--- START Entries shown ---

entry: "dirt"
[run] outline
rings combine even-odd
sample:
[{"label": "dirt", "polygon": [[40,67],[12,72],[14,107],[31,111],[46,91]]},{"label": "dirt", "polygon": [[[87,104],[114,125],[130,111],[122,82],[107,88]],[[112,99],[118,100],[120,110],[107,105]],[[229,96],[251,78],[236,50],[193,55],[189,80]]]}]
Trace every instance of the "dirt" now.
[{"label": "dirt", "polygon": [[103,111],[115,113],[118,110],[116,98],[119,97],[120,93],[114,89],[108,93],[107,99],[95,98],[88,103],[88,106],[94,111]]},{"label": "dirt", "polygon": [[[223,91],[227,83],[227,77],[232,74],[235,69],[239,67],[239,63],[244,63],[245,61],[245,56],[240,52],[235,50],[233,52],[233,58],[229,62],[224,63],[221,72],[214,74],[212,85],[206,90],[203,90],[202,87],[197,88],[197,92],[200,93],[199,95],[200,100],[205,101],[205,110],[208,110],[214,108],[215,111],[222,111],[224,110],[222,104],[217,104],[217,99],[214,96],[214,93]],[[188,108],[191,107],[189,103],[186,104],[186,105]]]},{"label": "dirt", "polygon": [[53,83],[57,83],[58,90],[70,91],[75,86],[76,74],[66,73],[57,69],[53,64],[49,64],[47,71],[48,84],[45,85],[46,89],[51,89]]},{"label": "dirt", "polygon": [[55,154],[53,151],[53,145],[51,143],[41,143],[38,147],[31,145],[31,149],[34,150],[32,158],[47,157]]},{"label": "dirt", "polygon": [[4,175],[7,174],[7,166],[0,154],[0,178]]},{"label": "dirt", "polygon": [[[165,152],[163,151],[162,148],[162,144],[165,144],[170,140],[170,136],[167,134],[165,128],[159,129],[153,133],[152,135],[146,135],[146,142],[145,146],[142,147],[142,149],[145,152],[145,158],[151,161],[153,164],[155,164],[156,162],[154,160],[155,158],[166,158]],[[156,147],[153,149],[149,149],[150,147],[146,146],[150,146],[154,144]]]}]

--- END Entries shown ---

Task to complete:
Copy every line of the items above without any change.

Response:
entry: "dirt"
[run] outline
rings combine even-odd
sample:
[{"label": "dirt", "polygon": [[40,67],[12,72],[14,107],[31,111],[46,91]]},{"label": "dirt", "polygon": [[[87,104],[114,125],[130,111],[122,82],[107,88]],[[112,99],[118,100],[120,110],[107,105]],[[229,96],[251,78],[236,50],[193,55],[189,80]]]}]
Trace every instance of the "dirt" now.
[{"label": "dirt", "polygon": [[103,111],[115,113],[118,110],[116,98],[119,97],[120,93],[114,89],[108,93],[107,99],[95,98],[88,103],[88,106],[94,111]]},{"label": "dirt", "polygon": [[[223,91],[227,83],[227,77],[232,74],[235,69],[239,67],[239,63],[244,63],[245,61],[245,56],[240,52],[235,50],[233,52],[233,58],[229,62],[224,63],[221,72],[214,74],[212,85],[206,90],[203,90],[202,87],[197,88],[197,92],[200,93],[199,95],[200,100],[205,101],[205,110],[208,110],[214,108],[215,111],[222,111],[224,110],[222,104],[217,104],[217,99],[214,96],[214,93]],[[188,108],[191,107],[189,103],[186,104],[186,105]]]},{"label": "dirt", "polygon": [[53,83],[57,83],[58,90],[70,91],[75,86],[76,74],[66,73],[57,69],[53,64],[49,64],[47,71],[48,84],[45,85],[46,89],[51,89]]},{"label": "dirt", "polygon": [[55,154],[53,151],[53,145],[51,143],[41,143],[38,147],[31,145],[31,149],[34,150],[32,158],[47,157]]},{"label": "dirt", "polygon": [[4,175],[7,174],[7,166],[0,154],[0,178]]},{"label": "dirt", "polygon": [[[165,152],[163,151],[162,148],[162,144],[165,144],[170,140],[170,136],[167,134],[165,128],[159,129],[153,133],[152,135],[146,135],[146,142],[145,146],[142,147],[142,149],[145,152],[145,158],[151,161],[153,164],[155,164],[156,162],[154,160],[155,158],[166,158]],[[156,147],[153,149],[149,149],[150,147],[146,146],[150,146],[154,144]]]}]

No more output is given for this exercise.